*** Data provided

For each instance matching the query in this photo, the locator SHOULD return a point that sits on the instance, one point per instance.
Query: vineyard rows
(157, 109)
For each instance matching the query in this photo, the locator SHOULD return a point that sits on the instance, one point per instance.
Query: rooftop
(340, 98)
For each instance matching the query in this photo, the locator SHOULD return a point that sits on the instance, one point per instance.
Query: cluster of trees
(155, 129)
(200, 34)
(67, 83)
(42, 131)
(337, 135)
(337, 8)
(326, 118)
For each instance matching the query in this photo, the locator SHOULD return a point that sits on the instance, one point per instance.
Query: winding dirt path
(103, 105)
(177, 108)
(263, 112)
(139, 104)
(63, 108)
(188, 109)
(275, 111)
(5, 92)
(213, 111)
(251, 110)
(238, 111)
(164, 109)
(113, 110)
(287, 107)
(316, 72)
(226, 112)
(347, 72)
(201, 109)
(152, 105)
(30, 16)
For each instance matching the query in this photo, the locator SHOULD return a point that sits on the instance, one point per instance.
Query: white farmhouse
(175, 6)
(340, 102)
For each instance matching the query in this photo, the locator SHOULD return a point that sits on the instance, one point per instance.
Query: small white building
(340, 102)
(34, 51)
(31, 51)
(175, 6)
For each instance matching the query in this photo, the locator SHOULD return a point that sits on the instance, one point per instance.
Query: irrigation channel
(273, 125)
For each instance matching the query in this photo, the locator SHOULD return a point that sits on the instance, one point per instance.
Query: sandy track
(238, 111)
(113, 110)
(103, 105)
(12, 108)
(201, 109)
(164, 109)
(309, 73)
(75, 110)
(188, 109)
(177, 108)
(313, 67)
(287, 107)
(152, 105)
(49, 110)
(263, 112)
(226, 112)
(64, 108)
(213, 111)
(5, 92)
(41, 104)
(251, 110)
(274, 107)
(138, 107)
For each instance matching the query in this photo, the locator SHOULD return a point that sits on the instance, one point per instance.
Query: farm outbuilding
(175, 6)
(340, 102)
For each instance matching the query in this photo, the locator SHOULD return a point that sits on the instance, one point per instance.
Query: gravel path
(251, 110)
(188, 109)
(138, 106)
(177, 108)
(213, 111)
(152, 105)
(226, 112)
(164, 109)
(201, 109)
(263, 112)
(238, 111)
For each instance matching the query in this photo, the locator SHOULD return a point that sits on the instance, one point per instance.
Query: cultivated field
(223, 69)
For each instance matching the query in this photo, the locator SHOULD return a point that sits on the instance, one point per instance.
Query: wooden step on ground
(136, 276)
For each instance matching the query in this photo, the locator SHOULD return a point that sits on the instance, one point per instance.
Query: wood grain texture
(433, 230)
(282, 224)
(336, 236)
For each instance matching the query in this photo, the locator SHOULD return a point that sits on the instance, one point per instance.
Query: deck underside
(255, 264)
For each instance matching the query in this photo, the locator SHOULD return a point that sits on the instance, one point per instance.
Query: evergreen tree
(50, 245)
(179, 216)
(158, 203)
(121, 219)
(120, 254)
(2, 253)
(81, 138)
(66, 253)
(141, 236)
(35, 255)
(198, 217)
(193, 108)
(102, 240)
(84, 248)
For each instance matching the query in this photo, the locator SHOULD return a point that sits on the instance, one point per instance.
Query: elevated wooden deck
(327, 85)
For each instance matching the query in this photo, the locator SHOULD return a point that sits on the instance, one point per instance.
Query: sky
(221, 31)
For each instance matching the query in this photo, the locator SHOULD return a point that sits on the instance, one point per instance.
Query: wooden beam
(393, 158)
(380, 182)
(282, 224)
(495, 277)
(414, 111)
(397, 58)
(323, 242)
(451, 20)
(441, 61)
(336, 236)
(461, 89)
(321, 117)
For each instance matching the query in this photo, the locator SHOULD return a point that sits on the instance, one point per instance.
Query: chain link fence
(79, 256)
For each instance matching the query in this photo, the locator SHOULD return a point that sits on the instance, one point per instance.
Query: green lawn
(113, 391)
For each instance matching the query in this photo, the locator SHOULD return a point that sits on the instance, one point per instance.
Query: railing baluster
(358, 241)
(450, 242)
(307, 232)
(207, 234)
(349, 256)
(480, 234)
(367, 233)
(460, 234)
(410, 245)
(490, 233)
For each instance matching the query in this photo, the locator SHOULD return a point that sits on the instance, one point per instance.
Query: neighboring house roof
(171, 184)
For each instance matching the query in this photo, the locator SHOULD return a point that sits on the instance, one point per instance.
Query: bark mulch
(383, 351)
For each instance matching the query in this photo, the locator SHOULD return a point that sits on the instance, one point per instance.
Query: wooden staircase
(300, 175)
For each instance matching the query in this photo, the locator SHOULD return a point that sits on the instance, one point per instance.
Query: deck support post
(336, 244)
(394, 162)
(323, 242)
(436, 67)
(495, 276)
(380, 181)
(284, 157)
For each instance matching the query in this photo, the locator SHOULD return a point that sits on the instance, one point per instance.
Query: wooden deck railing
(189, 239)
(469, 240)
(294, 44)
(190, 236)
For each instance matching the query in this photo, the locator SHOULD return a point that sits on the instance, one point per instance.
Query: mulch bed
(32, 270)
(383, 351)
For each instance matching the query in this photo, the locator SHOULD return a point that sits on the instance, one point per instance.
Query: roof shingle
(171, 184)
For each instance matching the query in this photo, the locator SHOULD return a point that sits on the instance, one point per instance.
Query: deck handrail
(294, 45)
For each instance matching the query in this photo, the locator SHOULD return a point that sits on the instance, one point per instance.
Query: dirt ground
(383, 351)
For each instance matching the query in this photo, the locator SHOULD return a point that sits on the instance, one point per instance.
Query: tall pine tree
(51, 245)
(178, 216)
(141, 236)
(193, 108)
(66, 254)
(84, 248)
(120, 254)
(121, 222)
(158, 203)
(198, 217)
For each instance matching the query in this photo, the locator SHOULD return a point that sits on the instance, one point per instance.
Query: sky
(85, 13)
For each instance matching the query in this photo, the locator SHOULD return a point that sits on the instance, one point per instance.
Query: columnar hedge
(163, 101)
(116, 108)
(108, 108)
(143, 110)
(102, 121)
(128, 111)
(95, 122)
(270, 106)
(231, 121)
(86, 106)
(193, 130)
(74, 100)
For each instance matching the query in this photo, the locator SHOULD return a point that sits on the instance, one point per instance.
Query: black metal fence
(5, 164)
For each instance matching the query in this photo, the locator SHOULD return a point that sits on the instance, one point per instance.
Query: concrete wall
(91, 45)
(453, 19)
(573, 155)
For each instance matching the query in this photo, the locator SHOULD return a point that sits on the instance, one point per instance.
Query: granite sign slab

******

# [Exercise details]
Write out every line of the material again, exactly as it reads.

# [Completed exercise]
For each instance matching the query in this photo, the locator SHOULD return a point that sits on the instance, one point per instance.
Query: vineyard rows
(157, 109)
For each instance matching the query in this photo, the locator SHOULD return a point that sits on the instance, one point per instance.
Query: rooftop
(340, 98)
For each instance matching the query in this photo, the locator SHOULD return a point that sits on the instance, one point per instance.
Query: cluster of trees
(155, 129)
(200, 34)
(67, 83)
(42, 131)
(337, 135)
(337, 8)
(326, 118)
For each instance matching the query in this photo, the locator SHOULD return a point that sits on the instance, one point per instance.
Query: winding dirt path
(103, 105)
(177, 108)
(263, 112)
(139, 104)
(63, 108)
(188, 109)
(275, 111)
(5, 92)
(213, 111)
(251, 110)
(238, 111)
(164, 109)
(113, 110)
(287, 107)
(316, 72)
(226, 112)
(347, 72)
(201, 109)
(152, 105)
(30, 16)
For each instance matching the query in this photo, the locator SHOULD return a point that sits on the instance, one point per instance.
Query: white farmhouse
(175, 6)
(340, 102)
For each instance matching the query in this photo, the locator SHOULD return a point that sits on the instance, one point per instance.
Query: small white building
(340, 102)
(34, 51)
(31, 51)
(175, 6)
For each instance matching the query in this photo, the locator SHOULD return a point that sits on the instance, one point per instance.
Query: irrigation channel
(273, 125)
For each instance matching the query in this photo, the locator SHOULD return a point that sits on the instance, one point per instance.
Query: sandy track
(238, 111)
(113, 110)
(103, 105)
(12, 108)
(201, 109)
(164, 109)
(309, 73)
(75, 110)
(188, 109)
(177, 108)
(313, 67)
(287, 107)
(152, 105)
(49, 110)
(263, 112)
(226, 112)
(64, 108)
(213, 111)
(5, 92)
(41, 104)
(251, 110)
(274, 107)
(138, 107)
For each instance matching the query in this photo, the locator SHOULD return a point that sits on the instance, one point per instance.
Query: farm outbuilding
(175, 6)
(340, 102)
For each instance matching the query in this photo, the locator SHOULD return a point that sits on the instance, one point per instance.
Query: gravel path
(251, 110)
(188, 109)
(138, 106)
(177, 108)
(213, 111)
(152, 105)
(226, 112)
(164, 109)
(201, 109)
(263, 112)
(238, 111)
For each instance matching the query in this photo, the locator SHOULD return a point that sits on the instance, one point per instance.
Query: cultivated field
(223, 69)
For each instance matching the query in this photo, the locator SHOULD return a point that sits on the instance, one point per instance.
Query: wooden step on ground
(136, 276)
For each instance matching the query in this photo, the locator SHOULD return a point that sits on the instance, one point per instance.
Query: wood grain texture
(433, 230)
(282, 224)
(336, 236)
For each instance matching the query in this photo, the locator SHOULD return a point that sits on the instance, one point per instance.
Query: deck underside
(255, 264)
For each instance matching the query in this photo, the locator SHOULD return a point that sits on the instance, one point per instance.
Query: evergreen tree
(50, 245)
(179, 216)
(158, 203)
(121, 219)
(120, 254)
(2, 253)
(81, 138)
(66, 253)
(141, 236)
(35, 255)
(198, 217)
(193, 108)
(102, 240)
(84, 248)
For each instance matching the query in this photo, the locator SHOULD return a point that sits on the instance, one point per instance.
Query: elevated wooden deck
(327, 85)
For each instance matching the query in this photo, the locator SHOULD return a point that sits on the instance, one point per instance.
Query: sky
(221, 31)
For each instance matching the query in this photo, the locator SHOULD return a point that sits on the instance, one point per instance.
Query: wooden beam
(393, 158)
(380, 182)
(282, 224)
(495, 277)
(414, 111)
(397, 58)
(323, 242)
(451, 20)
(441, 61)
(336, 236)
(461, 89)
(321, 117)
For each instance matching the query in this photo, the locator SHOULD return a point that sits on the instance, one point per instance.
Query: chain link fence
(79, 256)
For each instance matching the query in this photo, the locator SHOULD return a point that sits on the instance, one point per instance.
Query: green lawn
(113, 391)
For each instance matching the query in this photo, the locator SHOULD return a point that sits on the instance, one point per instance.
Query: railing baluster
(358, 241)
(450, 242)
(307, 232)
(207, 234)
(349, 256)
(480, 234)
(367, 233)
(460, 234)
(410, 245)
(490, 233)
For each instance matching the query in this photo, the locator SHOULD return a point that sits on the instance, one point per instance.
Query: neighboring house roof
(171, 184)
For each instance matching the query in this photo, the locator SHOULD return a point that sits on the instance, one point per instance.
Query: bark mulch
(383, 351)
For each instance matching the query in this photo, the locator SHOULD return a point that sits on the instance, one point per instance.
Query: wooden staircase
(300, 175)
For each instance matching the query in this photo, the locator SHOULD return a point that sits on the instance, one point per instance.
Query: deck support post
(336, 244)
(394, 162)
(323, 242)
(436, 67)
(495, 276)
(380, 181)
(284, 157)
For each instance matching the query in this photo, the locator SHOULD return a point that sits on the instance, one point per instance.
Query: wooden deck railing
(189, 239)
(469, 240)
(294, 44)
(190, 236)
For each instance matching the query in this photo, the locator SHOULD return a point that sits on the instance, one point per instance.
Query: mulch bed
(32, 270)
(383, 351)
For each instance matching the query in this photo, the locator SHOULD return a point that sits on the instance, one point per instance.
Query: roof shingle
(171, 184)
For each instance matching the query in this photo, the locator SHOULD return a point that sits on the instance, one point per instance.
Query: deck handrail
(294, 45)
For each instance matching the query in this photo, the locator SHOULD return a point that sits on the instance, one point per instance.
Query: dirt ground
(383, 351)
For each instance matching the query in this photo, the locator SHOULD return a point that sits on the instance, one point per instance.
Query: tall pine tree
(51, 245)
(178, 216)
(141, 236)
(193, 108)
(66, 254)
(84, 248)
(120, 254)
(121, 222)
(158, 203)
(198, 217)
For each instance matching the query in this photo, the locator SHOULD return a point that sits on the instance, one point per instance.
Query: sky
(85, 13)
For each instance matching the query in this photo, the locator SHOULD return a point that sits on the instance, one point per instance.
Query: columnar hedge
(163, 101)
(116, 108)
(108, 108)
(143, 110)
(102, 121)
(128, 111)
(95, 122)
(270, 106)
(231, 121)
(86, 106)
(193, 130)
(74, 100)
For each instance matching the query in this photo, the locator SHOULD return a point that sits on the instance, one point per instance.
Query: black metal fence
(5, 164)
For each instance matching the query in this photo, the locator SHOULD return a point that sits on the instance, one point per instance.
Query: concrete wall
(91, 45)
(453, 19)
(573, 155)
For each instance matching the query in this photo, the locator SHOULD return a point that sits on the instance, one point per instance.
Query: granite sign slab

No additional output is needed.